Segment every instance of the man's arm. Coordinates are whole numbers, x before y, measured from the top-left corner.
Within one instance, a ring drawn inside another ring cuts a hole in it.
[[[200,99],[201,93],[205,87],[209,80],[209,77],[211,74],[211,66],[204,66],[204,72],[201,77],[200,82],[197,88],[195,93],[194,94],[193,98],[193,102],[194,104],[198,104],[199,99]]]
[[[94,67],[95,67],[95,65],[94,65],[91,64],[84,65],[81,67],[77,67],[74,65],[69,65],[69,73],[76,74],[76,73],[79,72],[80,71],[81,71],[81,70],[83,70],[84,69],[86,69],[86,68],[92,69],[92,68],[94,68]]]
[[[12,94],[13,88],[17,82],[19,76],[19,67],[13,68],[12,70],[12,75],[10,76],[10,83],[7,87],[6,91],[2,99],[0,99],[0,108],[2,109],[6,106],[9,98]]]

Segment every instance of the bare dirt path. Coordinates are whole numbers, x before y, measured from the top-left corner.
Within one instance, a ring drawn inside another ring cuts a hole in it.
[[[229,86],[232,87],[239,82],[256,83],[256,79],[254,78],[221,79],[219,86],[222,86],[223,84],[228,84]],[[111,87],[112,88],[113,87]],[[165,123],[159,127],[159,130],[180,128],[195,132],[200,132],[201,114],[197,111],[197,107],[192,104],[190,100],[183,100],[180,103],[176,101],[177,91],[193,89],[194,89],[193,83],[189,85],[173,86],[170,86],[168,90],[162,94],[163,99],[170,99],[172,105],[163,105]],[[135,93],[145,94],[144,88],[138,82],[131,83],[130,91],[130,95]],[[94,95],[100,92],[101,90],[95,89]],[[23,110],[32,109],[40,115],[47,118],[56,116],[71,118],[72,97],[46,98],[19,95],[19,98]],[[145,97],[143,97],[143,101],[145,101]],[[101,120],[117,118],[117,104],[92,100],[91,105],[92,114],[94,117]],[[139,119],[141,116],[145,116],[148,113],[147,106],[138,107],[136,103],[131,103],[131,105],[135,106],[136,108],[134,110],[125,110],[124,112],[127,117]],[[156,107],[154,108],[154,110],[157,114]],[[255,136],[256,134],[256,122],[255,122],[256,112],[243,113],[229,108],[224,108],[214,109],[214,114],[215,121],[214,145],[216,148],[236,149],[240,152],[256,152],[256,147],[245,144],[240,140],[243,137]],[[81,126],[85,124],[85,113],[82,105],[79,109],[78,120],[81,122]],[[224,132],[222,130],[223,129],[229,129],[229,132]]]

----

[Tarefa do exercício]
Repita sem nenhuma alteração tudo o que vai da linha que contém "Segment every instance of the bare" até o final dos itens, incluindo essa linha e a última.

[Resposta completa]
Segment every instance of the bare dirt path. Coordinates are whole numbers, x before y, measured from the top-left corner.
Within one instance, a ring drawn inside another ring cuts a hole in it.
[[[229,86],[232,87],[239,82],[256,83],[256,79],[254,78],[221,79],[219,86],[222,86],[223,84],[228,84]],[[111,87],[112,88],[113,87]],[[165,123],[159,127],[159,130],[180,128],[195,132],[200,132],[201,114],[197,111],[197,107],[192,104],[190,100],[183,100],[180,103],[176,101],[177,91],[193,89],[194,89],[193,83],[189,85],[173,86],[170,86],[168,90],[162,94],[163,99],[170,99],[172,105],[163,105]],[[135,93],[145,94],[144,88],[138,82],[131,83],[130,91],[130,95]],[[94,95],[100,92],[101,90],[95,89]],[[23,110],[32,109],[40,115],[47,118],[56,116],[71,118],[72,97],[46,98],[19,95],[19,98]],[[145,97],[143,97],[143,101],[145,101]],[[101,120],[117,118],[117,104],[92,100],[91,105],[92,114],[94,117]],[[139,119],[141,116],[145,116],[148,113],[147,106],[138,107],[136,103],[131,103],[131,105],[135,106],[136,108],[134,110],[125,110],[124,112],[127,117]],[[156,107],[154,108],[154,110],[157,114]],[[255,136],[256,134],[256,122],[255,122],[256,112],[243,113],[229,108],[224,108],[214,109],[214,114],[215,121],[214,145],[216,148],[236,149],[240,152],[256,152],[256,147],[245,144],[240,140],[243,137]],[[81,126],[85,124],[85,113],[82,105],[79,109],[78,120],[81,122]],[[224,132],[222,130],[223,129],[229,129],[229,132]]]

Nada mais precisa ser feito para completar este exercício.